Could you restate, word for word, the line that has "pole, one per animal or object that matches." and all lines following it through the end of the entries below?

[Opening INPUT section]

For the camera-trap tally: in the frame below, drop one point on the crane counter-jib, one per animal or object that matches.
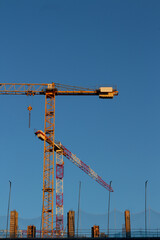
(55, 88)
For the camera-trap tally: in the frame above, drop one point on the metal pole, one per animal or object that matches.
(109, 208)
(146, 207)
(8, 206)
(78, 207)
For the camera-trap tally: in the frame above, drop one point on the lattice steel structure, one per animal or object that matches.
(59, 191)
(50, 91)
(48, 166)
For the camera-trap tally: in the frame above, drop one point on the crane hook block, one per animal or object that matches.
(29, 109)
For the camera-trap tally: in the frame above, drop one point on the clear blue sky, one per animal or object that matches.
(89, 44)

[Closing INPUT section]

## ANSWER BOX
For the camera-trap tally: in the frame above, drop one point on the metal pole, one per animal or object that matches.
(109, 208)
(146, 207)
(8, 206)
(78, 207)
For the camera-trap tally: in the frame above, drop one point on the lattice steel structure, one per animal or object that matches.
(59, 191)
(50, 91)
(48, 166)
For the camera-trap tally: in the frame above, drop one point on the crane hook block, one per animal or object that matches.
(29, 109)
For the camera-trap tally: in the frame above, drop one point on the clear blue sky, one per animal or object that matches.
(89, 44)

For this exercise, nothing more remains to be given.